▶ **The problem**:
Can you quote the data below word for word, leaving out the images?

(Location identification items)
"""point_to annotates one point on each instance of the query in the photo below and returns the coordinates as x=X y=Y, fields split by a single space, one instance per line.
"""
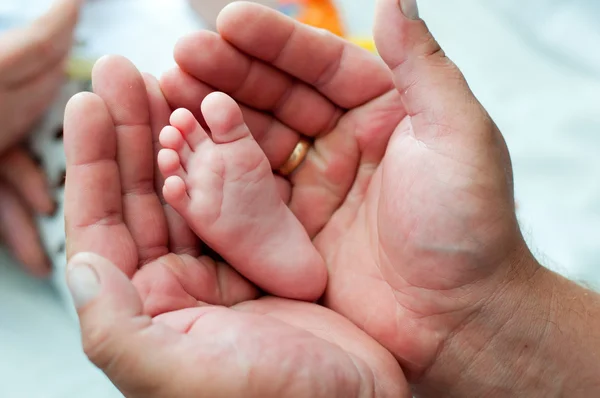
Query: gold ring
x=296 y=158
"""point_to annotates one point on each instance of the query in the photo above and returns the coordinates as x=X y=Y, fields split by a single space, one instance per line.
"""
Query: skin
x=204 y=350
x=32 y=67
x=407 y=194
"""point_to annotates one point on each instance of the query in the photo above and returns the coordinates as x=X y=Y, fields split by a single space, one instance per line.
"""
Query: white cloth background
x=532 y=64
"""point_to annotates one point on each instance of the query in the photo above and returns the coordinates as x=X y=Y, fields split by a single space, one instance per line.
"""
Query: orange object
x=318 y=13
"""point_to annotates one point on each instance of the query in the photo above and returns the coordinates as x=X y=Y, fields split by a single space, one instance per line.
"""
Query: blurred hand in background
x=33 y=60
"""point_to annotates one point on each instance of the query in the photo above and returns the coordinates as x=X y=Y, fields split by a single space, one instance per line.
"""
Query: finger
x=18 y=231
x=28 y=52
x=181 y=238
x=121 y=86
x=433 y=90
x=116 y=336
x=339 y=166
x=209 y=58
x=276 y=139
x=93 y=208
x=20 y=172
x=178 y=282
x=27 y=104
x=346 y=74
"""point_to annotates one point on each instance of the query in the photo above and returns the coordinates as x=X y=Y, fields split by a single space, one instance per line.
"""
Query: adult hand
x=32 y=69
x=256 y=348
x=407 y=190
x=23 y=192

▶ **Solution to this task**:
"""point_to annotates one point on each instance of the query in the photo below and returns the coordinates as x=X y=Y, fields split by a single space, one instance per line.
"""
Query: gold ring
x=296 y=158
"""point_to annotates one point on each instance of the query in the photo above and returns the coordinates as x=X y=Y, fields split by a single space, one instance per line.
"""
Query: skin
x=204 y=350
x=32 y=67
x=407 y=194
"""point_to annotates one point on each instance of the query in the photo above and returns the coordinates as x=X y=Y, fields split by a single space, one instance per line.
"""
Query: white cloth background
x=532 y=64
"""point_to annotates one point on each instance of the query in the photo above and returns the coordinates as x=X y=Y, fields split by a single space, one instance per line.
"""
Query: orange object
x=318 y=13
"""point_to annotates one point on each instance of the query in the photo above and returns the coordinates as x=X y=Y, fields split by a single space, one instance per line.
"""
Query: blurred hand in background
x=33 y=60
"""point_to annotates one point on each instance of the query in the photo above and returns the coordinates as x=X y=Y, fields split by a single space, one instance per line.
"""
Query: finger
x=18 y=231
x=28 y=52
x=181 y=238
x=121 y=86
x=433 y=90
x=116 y=336
x=339 y=166
x=209 y=58
x=276 y=139
x=93 y=208
x=20 y=172
x=178 y=282
x=27 y=104
x=346 y=74
"""point_to annotates one point on each instance of the query in the photo above and returns the coordinates as x=X y=Y, fields split by a single space, one instance per line.
"""
Query: adult hand
x=32 y=69
x=256 y=348
x=407 y=190
x=23 y=192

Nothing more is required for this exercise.